» **TASK PROMPT**
Without copying the images, write out all the entries below verbatim.

» **DATA FOR REVIEW**
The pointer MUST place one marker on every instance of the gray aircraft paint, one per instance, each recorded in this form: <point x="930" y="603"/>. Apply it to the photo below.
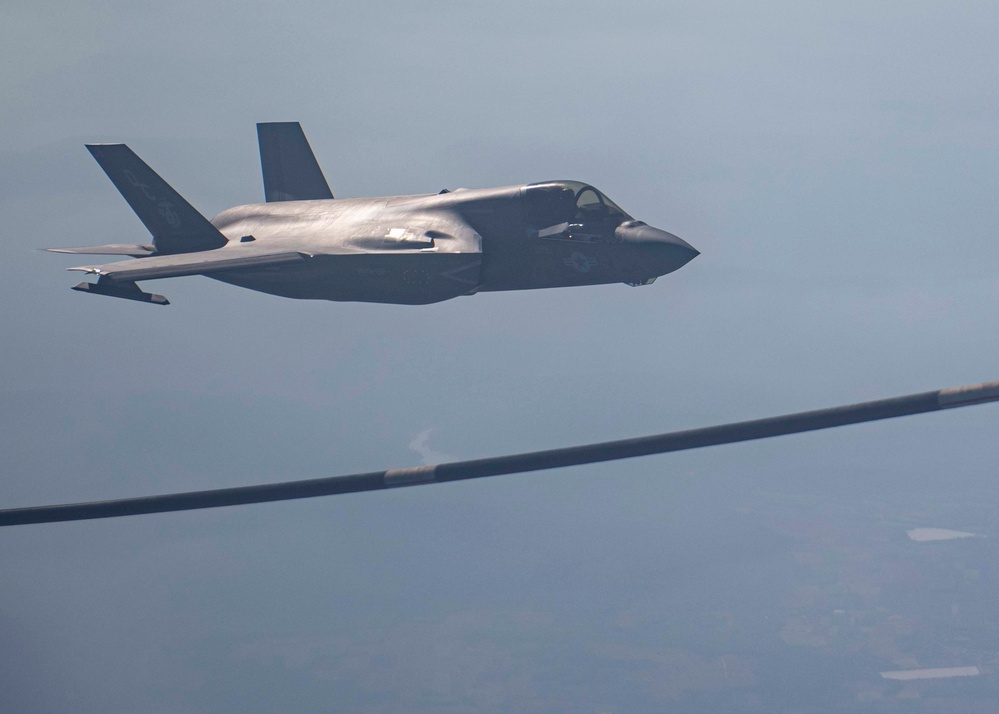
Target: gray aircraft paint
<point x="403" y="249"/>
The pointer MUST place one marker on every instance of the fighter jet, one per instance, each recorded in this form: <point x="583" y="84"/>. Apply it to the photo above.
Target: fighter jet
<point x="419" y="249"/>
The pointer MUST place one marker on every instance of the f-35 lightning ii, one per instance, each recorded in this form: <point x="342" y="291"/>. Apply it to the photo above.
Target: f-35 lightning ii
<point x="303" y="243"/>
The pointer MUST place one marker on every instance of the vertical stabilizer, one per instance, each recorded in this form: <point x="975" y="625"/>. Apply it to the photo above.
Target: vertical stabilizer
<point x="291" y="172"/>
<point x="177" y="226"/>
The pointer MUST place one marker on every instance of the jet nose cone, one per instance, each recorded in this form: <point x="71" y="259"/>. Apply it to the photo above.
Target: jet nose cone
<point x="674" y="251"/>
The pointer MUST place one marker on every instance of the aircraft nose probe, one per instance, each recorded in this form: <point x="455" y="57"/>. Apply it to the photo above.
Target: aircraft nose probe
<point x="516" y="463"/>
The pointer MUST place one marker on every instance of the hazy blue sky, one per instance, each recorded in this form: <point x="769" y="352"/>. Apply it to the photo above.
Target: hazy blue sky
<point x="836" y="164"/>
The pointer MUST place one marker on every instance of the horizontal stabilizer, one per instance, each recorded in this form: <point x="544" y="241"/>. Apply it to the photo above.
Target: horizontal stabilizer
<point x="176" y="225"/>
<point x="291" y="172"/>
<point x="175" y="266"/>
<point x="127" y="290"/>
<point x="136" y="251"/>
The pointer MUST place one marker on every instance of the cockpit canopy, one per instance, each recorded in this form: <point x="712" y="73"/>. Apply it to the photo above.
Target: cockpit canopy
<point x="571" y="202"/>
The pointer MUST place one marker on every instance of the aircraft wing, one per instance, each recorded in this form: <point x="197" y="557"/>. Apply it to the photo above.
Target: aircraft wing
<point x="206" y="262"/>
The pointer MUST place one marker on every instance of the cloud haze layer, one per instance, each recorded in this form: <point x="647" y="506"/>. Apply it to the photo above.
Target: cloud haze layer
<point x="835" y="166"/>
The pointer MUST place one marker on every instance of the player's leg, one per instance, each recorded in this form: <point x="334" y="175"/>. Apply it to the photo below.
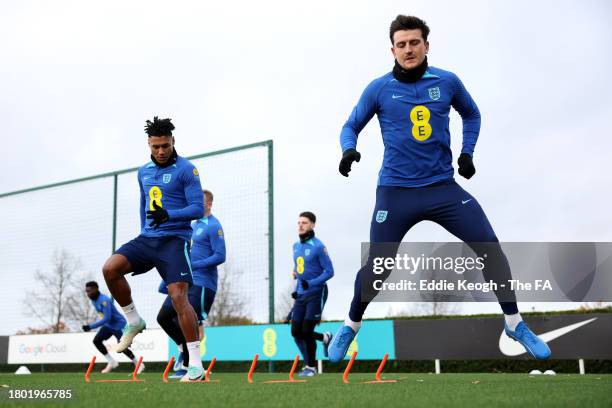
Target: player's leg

» **SOLUTION TO THIS PROBLEM**
The pointer MUST place one marker on every instance of the gray aircraft paint, one per instance, each recorded in this form: <point x="930" y="603"/>. Apply it to the photo below.
Target: gray aircraft paint
<point x="403" y="249"/>
The pointer MUST place one marker on every instance of the fighter jet, one per instance, each recorded in this form: <point x="583" y="84"/>. Apply it to the photo above.
Target: fighter jet
<point x="419" y="249"/>
The pointer MUST place one marker on every instance of the f-35 lightning ii, one per instance, each recorded in this form: <point x="342" y="291"/>. Apply it to the photo above.
Target: f-35 lightning ii
<point x="303" y="243"/>
The pointer MUST place one marker on every instance of the vertical stabilizer, one per instance, each recorded in this form: <point x="975" y="625"/>. Apply it to the photo above.
Target: vertical stabilizer
<point x="291" y="172"/>
<point x="177" y="226"/>
The pointer MUST place one marker on every instance of the jet nose cone, one per instance, each recorded in this form: <point x="71" y="259"/>. Apply it to the photo above.
Target: jet nose cone
<point x="674" y="251"/>
The pointer MUST place one marker on every instance of the aircraft nose probe, one per instance, each recorded in this form: <point x="455" y="57"/>. Apply it to the photo above.
Target: aircraft nose probe
<point x="516" y="463"/>
The pointer MUST place one marker on every instance of the hazy blue sky, one per instance, each recorded in this form: <point x="769" y="352"/>. Apply it to the photo above.
Target: hazy blue sky
<point x="836" y="164"/>
The pointer MUST place one marker on every instance of the horizontal stabilizer, one per instance, each recorded in this form: <point x="544" y="241"/>. Apply it to the photo above.
Target: horizontal stabilizer
<point x="176" y="225"/>
<point x="291" y="172"/>
<point x="175" y="266"/>
<point x="127" y="290"/>
<point x="136" y="251"/>
The pointer MUST place one marker on every instance of the cockpit canopy, one per instance, each recorded in this form: <point x="712" y="73"/>. Apply it to the photo above.
Target: cockpit canopy
<point x="571" y="202"/>
The pointer MUST place one marker on every instance of the aircraft wing, one per instance, each recorded in this form: <point x="197" y="557"/>. Apply it to the photo above.
Target: aircraft wing
<point x="206" y="262"/>
The pointer MUST place one marker on every instance of the cloud haze layer, one per instance, each recorded in this form: <point x="647" y="506"/>. Apply it to the photo above.
Target: cloud haze layer
<point x="835" y="166"/>
The pointer MUST place one marker on every instance of the player's leg, one per instance, each recorded in this form: <point x="334" y="175"/>. Apply it to the photo below.
Target: player's leg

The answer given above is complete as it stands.